### ZITIERTER TEXT
┌────────
Nach jahrelangem Warten Marc-André ter Stegen - das Ende der Geduldsspirale
Marc-André ter Stegen hat viele Jahre überaus loyal auf diesen Tag gewartet. Jetzt ist er die neue Nummer eins im Tor der Nationalmannschaft.
So richtig kann sich wohl niemand an Marc-André ter Stegen erinnern. Er war zwar mitten drin bei dieser EURO 2024 in Deutschland. Aber eine Rolle - zumindest für die Öffentlichkeit - hat der 32-Jährige bei diesem Turnier eigentlich nicht gespielt. Hier und da erschien er mal am Rande, etwa im TV-Bild. Zu sagen hatte er eigentlich auch nichts. Das alles war aber Absicht.
Ter Stegen schwieg stoisch. Vermutlich biss er sich dabei auch häufiger auf die Lippen. Kein böses Wort über die Konkurrenten. Denn auch wenn er Team-intern eine in vielerlei Hinsicht wichtige Rolle als loyaler und integrer Profi spielte, musste er auf seine eigentliche Berufung im Nationalteam verzichten. Er war wieder einmal gezwungen - wie seit vielen Jahren - auf der Ersatzbank Platz zu nehmen.
Klare Nummer eins
Deshalb dürfte der heutige Mittwoch (02.09.2024) so etwas wie ein neuer Feiertag im Leben des Torhüters des FC Barcelona sein. Bundestrainer Julian Nagelsmann verkündete, dass nun die Zeit des Marc-André ter Stegen gekommen ist. "Marc ist jetzt verdientermaßen die klare Nummer eins", sagte Nagelsmann.
Nach schier unendlich langen Tagen des Wartens, Hoffens, Bangens: Dieser Satz aus berufenem Munde dürfte sich für ter Stegen in etwa so wie eine Art Erlösung anfühlen.
Leichter Anflug von Kritik
Denn: Immer stand ihm - vor allem wenn es bei den großen Turnieren ernst wurde, dieser eine Berufskollege im Weg. Manuel Neuer war ter Stegens Schicksal. Auch noch vor dieser Heim-EM, als viele dachten, nun könnte tatsächlich die Zeit des gebürtigen Mönchengladbachers gekommen sein.
└────────
### GESPEICHERTE ZEILEN
┌────────
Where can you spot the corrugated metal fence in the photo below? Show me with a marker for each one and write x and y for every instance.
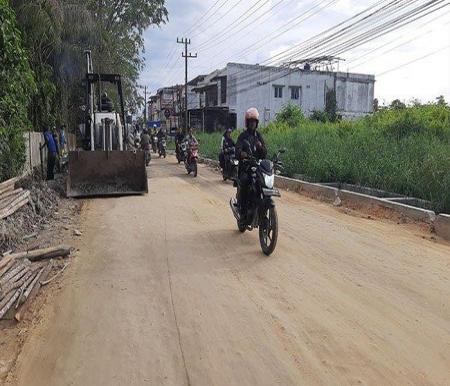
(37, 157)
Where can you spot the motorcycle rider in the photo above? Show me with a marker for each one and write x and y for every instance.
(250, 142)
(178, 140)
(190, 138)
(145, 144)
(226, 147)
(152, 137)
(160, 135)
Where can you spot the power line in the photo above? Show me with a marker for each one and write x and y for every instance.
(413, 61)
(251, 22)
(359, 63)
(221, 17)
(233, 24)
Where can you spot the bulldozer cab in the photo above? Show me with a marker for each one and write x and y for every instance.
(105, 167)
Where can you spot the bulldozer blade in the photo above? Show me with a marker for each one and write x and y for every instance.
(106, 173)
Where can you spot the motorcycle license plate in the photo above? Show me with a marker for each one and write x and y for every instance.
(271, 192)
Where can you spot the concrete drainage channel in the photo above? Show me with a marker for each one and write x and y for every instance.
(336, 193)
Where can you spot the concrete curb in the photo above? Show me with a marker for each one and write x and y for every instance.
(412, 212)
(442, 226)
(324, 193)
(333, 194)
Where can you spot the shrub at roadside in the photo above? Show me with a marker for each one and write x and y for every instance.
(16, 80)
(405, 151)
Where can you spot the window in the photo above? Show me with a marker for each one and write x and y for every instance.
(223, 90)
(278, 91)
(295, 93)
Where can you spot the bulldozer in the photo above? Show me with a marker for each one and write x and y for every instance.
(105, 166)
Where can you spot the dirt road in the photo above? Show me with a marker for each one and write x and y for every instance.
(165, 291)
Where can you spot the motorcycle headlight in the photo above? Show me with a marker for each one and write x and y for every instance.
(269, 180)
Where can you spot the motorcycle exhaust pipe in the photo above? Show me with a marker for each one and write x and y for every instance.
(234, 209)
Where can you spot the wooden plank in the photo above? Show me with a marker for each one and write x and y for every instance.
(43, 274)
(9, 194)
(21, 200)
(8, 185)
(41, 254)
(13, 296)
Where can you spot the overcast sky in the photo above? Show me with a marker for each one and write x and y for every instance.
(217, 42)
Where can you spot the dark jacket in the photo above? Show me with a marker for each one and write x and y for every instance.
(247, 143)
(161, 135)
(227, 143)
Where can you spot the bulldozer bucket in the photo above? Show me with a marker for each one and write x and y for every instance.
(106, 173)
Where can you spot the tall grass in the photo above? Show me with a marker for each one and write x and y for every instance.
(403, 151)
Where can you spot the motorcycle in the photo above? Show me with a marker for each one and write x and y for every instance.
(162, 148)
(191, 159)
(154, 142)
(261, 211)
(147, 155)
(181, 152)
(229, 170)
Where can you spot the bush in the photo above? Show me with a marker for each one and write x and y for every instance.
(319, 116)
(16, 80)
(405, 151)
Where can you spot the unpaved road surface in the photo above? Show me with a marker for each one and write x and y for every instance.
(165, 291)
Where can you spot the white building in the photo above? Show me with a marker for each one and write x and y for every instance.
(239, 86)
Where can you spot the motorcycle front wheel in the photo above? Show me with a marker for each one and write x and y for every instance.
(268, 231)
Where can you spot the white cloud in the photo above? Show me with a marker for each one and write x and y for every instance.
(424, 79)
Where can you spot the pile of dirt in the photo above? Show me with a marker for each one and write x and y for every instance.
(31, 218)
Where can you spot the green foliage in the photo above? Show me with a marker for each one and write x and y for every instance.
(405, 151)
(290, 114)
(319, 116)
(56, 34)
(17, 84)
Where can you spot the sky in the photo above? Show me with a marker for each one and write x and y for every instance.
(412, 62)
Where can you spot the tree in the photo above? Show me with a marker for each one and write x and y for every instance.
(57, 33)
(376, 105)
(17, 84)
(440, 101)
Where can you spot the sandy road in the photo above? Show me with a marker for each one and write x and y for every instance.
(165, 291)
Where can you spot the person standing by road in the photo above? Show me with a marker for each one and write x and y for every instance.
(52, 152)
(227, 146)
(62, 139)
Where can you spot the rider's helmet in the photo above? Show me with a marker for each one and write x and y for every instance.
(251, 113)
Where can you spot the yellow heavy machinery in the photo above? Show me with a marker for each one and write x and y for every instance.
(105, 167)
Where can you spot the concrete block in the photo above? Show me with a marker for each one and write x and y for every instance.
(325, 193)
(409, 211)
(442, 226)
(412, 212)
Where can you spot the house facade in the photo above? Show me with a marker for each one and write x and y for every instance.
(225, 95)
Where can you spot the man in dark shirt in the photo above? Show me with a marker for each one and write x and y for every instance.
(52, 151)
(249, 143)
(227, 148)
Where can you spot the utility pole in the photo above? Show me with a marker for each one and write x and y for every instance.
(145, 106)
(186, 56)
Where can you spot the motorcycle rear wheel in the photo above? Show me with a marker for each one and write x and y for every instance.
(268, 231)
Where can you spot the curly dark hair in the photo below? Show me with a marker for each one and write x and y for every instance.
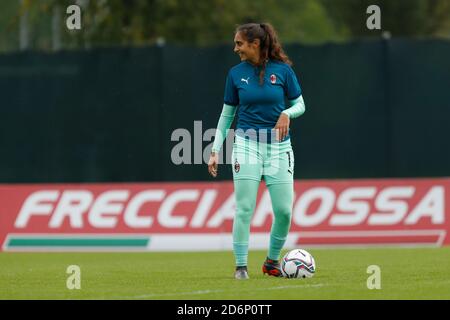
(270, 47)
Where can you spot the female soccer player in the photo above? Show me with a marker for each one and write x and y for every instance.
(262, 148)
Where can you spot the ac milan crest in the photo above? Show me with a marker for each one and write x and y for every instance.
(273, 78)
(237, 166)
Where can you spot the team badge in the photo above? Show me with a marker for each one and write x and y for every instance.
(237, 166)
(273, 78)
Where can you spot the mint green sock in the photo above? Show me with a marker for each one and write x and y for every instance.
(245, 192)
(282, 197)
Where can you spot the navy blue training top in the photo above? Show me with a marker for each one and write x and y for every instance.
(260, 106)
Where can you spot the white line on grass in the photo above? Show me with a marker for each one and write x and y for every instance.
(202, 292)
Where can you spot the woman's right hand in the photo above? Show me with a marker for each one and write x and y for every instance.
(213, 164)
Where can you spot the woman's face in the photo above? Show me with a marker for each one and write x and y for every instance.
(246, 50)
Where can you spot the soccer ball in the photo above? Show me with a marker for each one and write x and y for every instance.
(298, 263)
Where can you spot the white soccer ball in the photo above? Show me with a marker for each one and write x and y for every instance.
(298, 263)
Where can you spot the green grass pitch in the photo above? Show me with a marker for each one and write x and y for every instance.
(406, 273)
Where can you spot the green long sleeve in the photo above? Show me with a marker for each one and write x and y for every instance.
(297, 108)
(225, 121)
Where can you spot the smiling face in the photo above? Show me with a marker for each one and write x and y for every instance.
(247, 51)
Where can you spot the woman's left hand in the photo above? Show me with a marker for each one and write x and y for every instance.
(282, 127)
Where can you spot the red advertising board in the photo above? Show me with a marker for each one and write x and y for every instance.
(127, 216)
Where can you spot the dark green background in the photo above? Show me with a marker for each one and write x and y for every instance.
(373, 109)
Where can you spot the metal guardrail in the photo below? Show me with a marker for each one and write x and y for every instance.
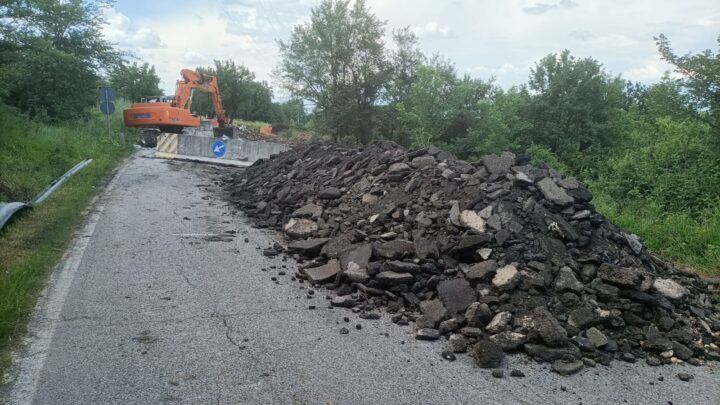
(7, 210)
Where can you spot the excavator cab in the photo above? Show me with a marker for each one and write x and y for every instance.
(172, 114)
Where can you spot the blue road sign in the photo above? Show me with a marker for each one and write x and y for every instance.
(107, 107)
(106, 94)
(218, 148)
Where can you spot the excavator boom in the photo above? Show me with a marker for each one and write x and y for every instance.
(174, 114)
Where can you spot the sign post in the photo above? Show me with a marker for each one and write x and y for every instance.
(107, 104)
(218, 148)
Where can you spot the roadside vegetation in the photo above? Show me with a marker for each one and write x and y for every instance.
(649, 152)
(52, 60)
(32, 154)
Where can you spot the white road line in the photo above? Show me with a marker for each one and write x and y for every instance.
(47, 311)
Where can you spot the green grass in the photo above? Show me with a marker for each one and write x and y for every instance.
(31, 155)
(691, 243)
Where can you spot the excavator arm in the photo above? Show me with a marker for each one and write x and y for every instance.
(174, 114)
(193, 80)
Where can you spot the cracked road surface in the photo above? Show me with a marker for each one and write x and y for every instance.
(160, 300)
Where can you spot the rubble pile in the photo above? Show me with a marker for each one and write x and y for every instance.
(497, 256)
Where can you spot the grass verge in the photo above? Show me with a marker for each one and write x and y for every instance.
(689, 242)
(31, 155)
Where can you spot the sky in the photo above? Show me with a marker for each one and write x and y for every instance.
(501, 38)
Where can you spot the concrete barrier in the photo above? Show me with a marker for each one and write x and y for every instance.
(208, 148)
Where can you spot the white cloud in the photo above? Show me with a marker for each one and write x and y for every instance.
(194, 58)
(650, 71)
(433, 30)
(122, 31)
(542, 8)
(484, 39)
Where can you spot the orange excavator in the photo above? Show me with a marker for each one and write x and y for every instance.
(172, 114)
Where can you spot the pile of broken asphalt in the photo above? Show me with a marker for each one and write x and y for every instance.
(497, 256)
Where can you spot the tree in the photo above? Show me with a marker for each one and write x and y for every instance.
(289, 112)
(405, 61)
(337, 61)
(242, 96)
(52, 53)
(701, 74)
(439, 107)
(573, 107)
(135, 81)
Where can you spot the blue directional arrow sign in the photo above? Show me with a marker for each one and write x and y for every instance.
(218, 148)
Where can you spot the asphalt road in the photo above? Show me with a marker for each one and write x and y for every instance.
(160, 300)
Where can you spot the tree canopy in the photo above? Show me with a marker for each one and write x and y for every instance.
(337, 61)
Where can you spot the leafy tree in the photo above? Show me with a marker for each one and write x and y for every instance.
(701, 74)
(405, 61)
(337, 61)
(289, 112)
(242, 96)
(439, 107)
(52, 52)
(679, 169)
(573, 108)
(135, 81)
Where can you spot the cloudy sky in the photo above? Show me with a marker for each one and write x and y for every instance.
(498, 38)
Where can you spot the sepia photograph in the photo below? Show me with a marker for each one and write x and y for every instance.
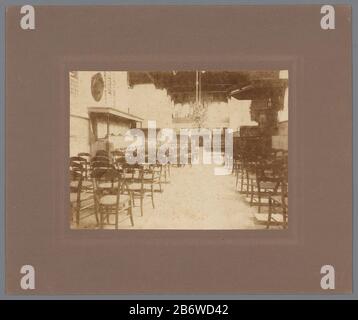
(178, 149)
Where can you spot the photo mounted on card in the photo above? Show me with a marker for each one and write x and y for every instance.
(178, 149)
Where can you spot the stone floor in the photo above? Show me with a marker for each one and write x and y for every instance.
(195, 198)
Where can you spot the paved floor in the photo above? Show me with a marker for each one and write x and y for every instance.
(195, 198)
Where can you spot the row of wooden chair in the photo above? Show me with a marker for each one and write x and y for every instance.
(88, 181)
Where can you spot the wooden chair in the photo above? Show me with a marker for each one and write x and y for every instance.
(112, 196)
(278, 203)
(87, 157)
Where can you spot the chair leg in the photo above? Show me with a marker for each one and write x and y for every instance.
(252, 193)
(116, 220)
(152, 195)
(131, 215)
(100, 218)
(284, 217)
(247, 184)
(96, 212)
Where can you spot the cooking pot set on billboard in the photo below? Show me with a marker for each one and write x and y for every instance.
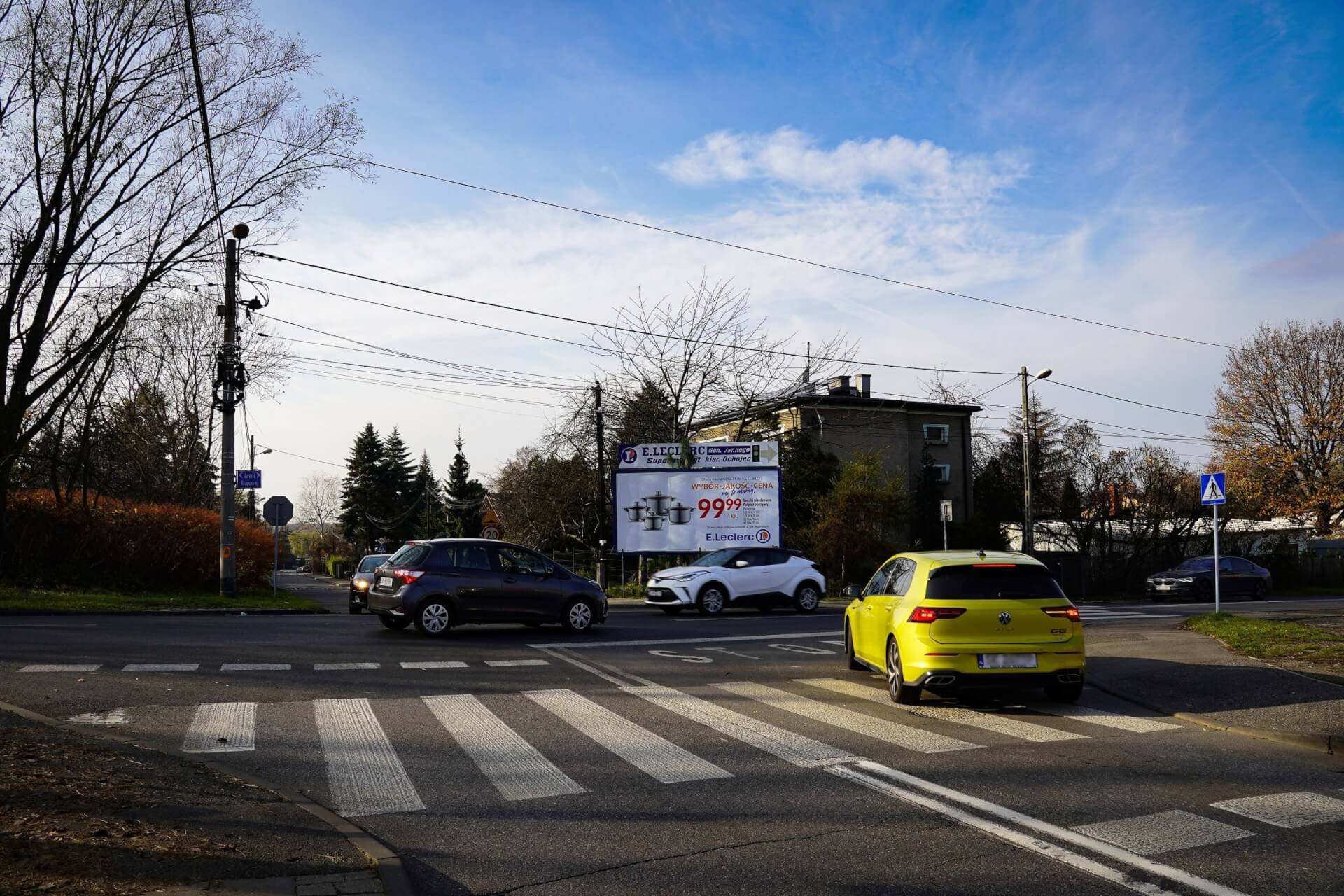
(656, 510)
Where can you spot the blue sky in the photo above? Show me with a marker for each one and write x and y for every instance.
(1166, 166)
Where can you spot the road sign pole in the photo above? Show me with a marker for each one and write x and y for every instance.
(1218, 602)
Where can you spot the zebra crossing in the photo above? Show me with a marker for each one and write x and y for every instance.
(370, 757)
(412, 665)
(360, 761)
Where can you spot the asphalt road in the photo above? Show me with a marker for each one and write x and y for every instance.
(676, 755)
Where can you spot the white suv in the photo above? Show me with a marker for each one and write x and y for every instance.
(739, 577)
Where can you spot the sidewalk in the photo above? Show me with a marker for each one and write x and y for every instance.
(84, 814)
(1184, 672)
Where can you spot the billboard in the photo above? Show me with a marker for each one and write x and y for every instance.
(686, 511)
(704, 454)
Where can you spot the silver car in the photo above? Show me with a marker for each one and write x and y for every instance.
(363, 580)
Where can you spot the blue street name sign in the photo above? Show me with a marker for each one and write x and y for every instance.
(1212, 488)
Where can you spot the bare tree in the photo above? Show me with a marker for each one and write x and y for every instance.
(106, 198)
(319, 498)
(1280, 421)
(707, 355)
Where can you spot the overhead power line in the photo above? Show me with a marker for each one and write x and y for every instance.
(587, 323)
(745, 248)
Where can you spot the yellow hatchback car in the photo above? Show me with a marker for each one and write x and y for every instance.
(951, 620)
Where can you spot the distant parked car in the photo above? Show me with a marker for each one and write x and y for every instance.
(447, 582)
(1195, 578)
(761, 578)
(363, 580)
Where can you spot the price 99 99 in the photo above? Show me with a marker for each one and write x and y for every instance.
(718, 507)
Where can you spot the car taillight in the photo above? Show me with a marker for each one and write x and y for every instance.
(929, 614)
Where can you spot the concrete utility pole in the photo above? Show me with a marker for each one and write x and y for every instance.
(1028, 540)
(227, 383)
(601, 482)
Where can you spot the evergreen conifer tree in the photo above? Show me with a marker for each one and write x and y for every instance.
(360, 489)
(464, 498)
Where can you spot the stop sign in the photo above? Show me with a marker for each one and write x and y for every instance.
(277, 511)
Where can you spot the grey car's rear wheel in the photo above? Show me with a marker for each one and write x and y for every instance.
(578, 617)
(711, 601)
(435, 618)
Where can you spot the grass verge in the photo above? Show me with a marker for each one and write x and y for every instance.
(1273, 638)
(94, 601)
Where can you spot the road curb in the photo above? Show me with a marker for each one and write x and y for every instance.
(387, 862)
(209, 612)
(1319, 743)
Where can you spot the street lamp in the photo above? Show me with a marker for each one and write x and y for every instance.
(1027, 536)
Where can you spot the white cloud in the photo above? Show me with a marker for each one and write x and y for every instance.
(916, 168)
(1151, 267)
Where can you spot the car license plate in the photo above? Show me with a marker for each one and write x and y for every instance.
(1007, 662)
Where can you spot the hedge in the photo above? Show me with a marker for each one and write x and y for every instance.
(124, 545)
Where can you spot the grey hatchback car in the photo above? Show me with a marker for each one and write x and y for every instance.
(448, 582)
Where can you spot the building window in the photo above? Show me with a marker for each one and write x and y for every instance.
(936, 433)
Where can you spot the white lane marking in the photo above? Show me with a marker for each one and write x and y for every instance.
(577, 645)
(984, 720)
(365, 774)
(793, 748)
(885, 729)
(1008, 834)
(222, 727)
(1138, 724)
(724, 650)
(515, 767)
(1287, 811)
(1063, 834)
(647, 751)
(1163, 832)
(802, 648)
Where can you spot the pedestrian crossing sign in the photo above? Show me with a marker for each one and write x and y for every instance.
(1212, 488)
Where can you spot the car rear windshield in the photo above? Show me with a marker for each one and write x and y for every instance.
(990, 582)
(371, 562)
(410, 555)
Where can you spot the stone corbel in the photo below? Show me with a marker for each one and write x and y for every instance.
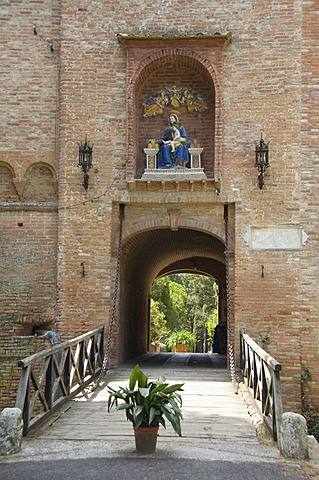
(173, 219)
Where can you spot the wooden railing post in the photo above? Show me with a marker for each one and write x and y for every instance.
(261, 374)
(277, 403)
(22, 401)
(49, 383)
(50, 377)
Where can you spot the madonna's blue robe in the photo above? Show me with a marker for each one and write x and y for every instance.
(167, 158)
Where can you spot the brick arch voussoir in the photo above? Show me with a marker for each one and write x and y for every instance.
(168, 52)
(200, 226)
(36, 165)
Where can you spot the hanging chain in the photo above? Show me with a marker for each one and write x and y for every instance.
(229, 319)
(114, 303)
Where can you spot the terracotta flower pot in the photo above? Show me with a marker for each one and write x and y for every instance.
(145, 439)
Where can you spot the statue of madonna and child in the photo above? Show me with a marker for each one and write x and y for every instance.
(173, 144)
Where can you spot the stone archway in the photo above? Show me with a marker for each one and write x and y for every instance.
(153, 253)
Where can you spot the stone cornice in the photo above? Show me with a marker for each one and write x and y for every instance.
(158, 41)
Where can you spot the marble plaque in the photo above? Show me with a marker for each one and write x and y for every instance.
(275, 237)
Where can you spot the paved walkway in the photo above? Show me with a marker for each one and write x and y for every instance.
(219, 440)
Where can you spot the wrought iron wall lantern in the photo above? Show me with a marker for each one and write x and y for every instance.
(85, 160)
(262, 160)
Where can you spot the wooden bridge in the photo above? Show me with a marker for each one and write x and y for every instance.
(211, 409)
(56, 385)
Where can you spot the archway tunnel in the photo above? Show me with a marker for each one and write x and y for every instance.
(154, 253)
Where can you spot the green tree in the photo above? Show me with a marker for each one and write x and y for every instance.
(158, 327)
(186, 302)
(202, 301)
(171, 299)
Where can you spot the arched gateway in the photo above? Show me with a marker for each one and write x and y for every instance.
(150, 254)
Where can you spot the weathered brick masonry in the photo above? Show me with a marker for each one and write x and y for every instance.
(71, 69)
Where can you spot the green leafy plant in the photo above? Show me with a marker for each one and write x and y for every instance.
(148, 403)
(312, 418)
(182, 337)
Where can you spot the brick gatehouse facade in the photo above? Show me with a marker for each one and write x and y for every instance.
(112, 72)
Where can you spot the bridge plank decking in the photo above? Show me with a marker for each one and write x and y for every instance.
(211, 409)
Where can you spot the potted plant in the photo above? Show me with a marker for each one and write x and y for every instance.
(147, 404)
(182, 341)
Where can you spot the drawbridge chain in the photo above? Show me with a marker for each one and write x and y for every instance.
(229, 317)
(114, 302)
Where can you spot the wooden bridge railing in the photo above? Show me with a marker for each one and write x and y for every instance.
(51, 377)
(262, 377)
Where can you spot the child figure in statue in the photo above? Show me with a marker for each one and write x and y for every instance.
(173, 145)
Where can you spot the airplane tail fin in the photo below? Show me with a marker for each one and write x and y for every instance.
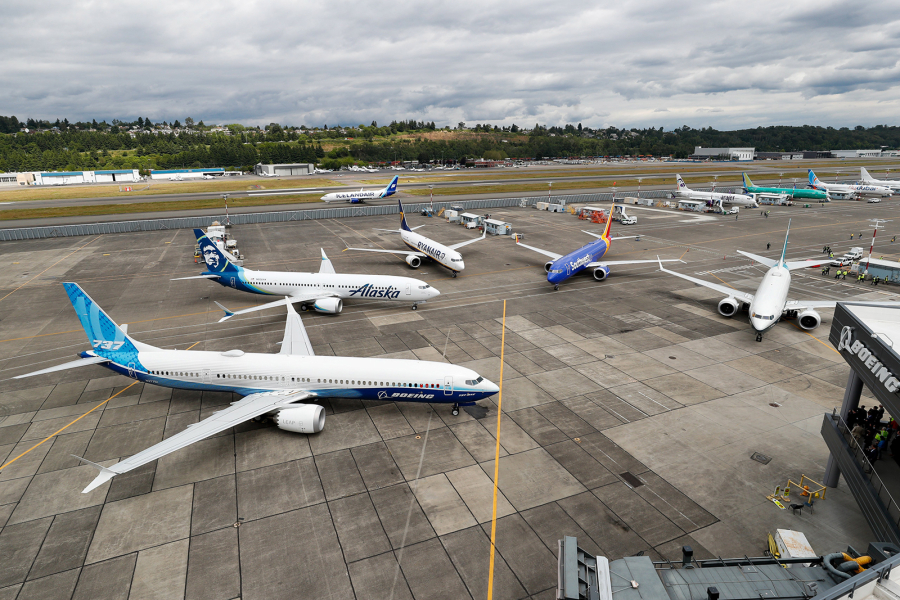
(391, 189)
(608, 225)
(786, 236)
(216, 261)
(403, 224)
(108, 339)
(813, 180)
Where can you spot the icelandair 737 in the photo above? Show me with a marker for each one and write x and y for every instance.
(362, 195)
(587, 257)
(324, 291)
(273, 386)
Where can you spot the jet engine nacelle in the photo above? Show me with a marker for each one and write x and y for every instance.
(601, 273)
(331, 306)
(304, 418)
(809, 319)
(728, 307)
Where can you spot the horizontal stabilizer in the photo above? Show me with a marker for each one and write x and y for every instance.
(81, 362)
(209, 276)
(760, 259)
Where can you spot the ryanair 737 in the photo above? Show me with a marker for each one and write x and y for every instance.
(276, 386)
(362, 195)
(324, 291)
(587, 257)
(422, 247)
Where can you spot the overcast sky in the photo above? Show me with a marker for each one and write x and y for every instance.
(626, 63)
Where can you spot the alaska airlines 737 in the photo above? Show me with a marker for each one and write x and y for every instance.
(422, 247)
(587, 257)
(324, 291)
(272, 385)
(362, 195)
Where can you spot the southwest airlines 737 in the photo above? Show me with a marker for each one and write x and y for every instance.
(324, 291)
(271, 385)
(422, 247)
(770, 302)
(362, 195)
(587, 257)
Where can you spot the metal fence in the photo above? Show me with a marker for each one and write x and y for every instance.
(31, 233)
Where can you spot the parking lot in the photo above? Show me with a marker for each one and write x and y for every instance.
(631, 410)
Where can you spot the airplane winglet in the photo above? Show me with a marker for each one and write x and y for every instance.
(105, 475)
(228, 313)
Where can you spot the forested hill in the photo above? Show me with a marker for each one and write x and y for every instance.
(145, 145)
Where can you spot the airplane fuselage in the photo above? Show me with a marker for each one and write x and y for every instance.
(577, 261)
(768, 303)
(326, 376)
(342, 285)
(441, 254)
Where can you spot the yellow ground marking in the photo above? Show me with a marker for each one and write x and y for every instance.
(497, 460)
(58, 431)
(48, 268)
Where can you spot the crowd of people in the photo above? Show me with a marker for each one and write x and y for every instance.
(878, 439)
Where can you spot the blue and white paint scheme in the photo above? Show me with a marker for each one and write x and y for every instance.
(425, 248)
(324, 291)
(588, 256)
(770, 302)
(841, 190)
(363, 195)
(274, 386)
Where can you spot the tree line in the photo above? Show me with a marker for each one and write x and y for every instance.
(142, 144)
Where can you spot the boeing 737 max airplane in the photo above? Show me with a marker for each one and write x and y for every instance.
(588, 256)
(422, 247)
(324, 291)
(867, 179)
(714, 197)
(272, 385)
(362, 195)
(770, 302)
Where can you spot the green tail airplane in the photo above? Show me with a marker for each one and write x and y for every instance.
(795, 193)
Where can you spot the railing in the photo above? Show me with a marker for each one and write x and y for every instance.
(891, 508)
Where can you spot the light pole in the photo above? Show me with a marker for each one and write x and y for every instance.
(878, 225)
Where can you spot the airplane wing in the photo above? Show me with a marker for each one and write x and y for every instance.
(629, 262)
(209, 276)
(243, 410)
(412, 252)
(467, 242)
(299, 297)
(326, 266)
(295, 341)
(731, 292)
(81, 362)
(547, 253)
└────────
### DEINE AUFGABEN
- A) Bei welchem Verein steht ter Stegen laut dem Artikel über ter Stegen im Tor?
- B) Passen die folgenden Aussagen zum Artikel über ter Stegen? Beantworte jede mit Ja oder Nein und zitiere die entscheidenden Worte wörtlich.
(i) Ter Stegen äußerte sich während der EURO 2024 abfällig über seine Konkurrenten.
(ii) Ter Stegen stammt gebürtig aus Mönchengladbach.
(iii) Ter Stegen musste bei der EURO 2024 auf der Ersatzbank sitzen.
- C) Entnimm dem Artikel über ter Stegen wortgetreu alles von „So richtig kann“ bis hinunter zu „Platz zu nehmen.“.
Die Zeilen stehen in keinem Zusammenhang mit dem Artikel über ter Stegen.

### ERWARTETE ANTWORTEN
- A) Beim FC Barcelona.

- B)
(i) Nein: „Kein böses Wort über die Konkurrenten.“
(ii) Ja: „die Zeit des gebürtigen Mönchengladbachers“
(iii) Ja: „Er war wieder einmal gezwungen - wie seit vielen Jahren - auf der Ersatzbank Platz zu nehmen.“

- C)
So richtig kann sich wohl niemand an Marc-André ter Stegen erinnern. Er war zwar mitten drin bei dieser EURO 2024 in Deutschland. Aber eine Rolle - zumindest für die Öffentlichkeit - hat der 32-Jährige bei diesem Turnier eigentlich nicht gespielt. Hier und da erschien er mal am Rande, etwa im TV-Bild. Zu sagen hatte er eigentlich auch nichts. Das alles war aber Absicht.
Ter Stegen schwieg stoisch. Vermutlich biss er sich dabei auch häufiger auf die Lippen. Kein böses Wort über die Konkurrenten. Denn auch wenn er Team-intern eine in vielerlei Hinsicht wichtige Rolle als loyaler und integrer Profi spielte, musste er auf seine eigentliche Berufung im Nationalteam verzichten. Er war wieder einmal gezwungen - wie seit vielen Jahren - auf der Ersatzbank Platz zu nehmen.